YOUR ASSIGNMENT: Extract from the listing each line in which the word "rough" appears.

MATERIAL SHOWN:
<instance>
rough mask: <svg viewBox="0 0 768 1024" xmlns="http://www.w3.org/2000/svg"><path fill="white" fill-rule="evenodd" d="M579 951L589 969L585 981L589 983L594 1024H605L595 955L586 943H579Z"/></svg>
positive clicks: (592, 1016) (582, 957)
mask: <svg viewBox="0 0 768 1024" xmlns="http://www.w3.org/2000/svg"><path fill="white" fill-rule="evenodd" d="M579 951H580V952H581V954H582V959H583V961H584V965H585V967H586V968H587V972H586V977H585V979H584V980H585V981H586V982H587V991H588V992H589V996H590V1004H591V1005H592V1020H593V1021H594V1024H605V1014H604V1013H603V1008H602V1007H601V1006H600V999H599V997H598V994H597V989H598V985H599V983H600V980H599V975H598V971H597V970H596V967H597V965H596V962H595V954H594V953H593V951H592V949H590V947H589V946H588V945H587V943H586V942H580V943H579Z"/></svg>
--
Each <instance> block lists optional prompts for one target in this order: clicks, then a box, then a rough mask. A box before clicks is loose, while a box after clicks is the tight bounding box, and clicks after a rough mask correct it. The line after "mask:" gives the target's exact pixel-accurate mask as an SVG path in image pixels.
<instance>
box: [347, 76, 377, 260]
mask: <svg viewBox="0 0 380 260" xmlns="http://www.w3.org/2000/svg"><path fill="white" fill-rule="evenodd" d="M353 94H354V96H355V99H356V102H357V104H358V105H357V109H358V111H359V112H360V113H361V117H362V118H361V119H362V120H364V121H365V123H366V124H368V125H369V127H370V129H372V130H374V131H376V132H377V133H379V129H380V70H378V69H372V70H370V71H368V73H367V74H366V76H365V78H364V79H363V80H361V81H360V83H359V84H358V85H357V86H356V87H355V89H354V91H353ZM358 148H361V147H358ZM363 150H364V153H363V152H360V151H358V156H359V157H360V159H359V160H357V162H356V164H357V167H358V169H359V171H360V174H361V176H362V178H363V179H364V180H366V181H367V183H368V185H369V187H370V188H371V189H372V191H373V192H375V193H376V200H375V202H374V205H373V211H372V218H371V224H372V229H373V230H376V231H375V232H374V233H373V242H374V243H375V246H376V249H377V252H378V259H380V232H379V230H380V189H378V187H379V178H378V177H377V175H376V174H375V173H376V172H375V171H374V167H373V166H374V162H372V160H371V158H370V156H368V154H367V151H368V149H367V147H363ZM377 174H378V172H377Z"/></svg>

YOUR SOLUTION:
rough mask: <svg viewBox="0 0 768 1024" xmlns="http://www.w3.org/2000/svg"><path fill="white" fill-rule="evenodd" d="M579 951L589 969L585 981L589 983L594 1024H605L595 955L586 943H579Z"/></svg>
Each <instance> block lists optional prompts for one target in this order: clicks, then a box, then a rough mask. A box before clicks is loose, while a box after clicks is the tight bounding box, and clicks after a rough mask correct it. The line after "mask:" gives the target's exact pixel-accurate mask as an SVG path in image pixels.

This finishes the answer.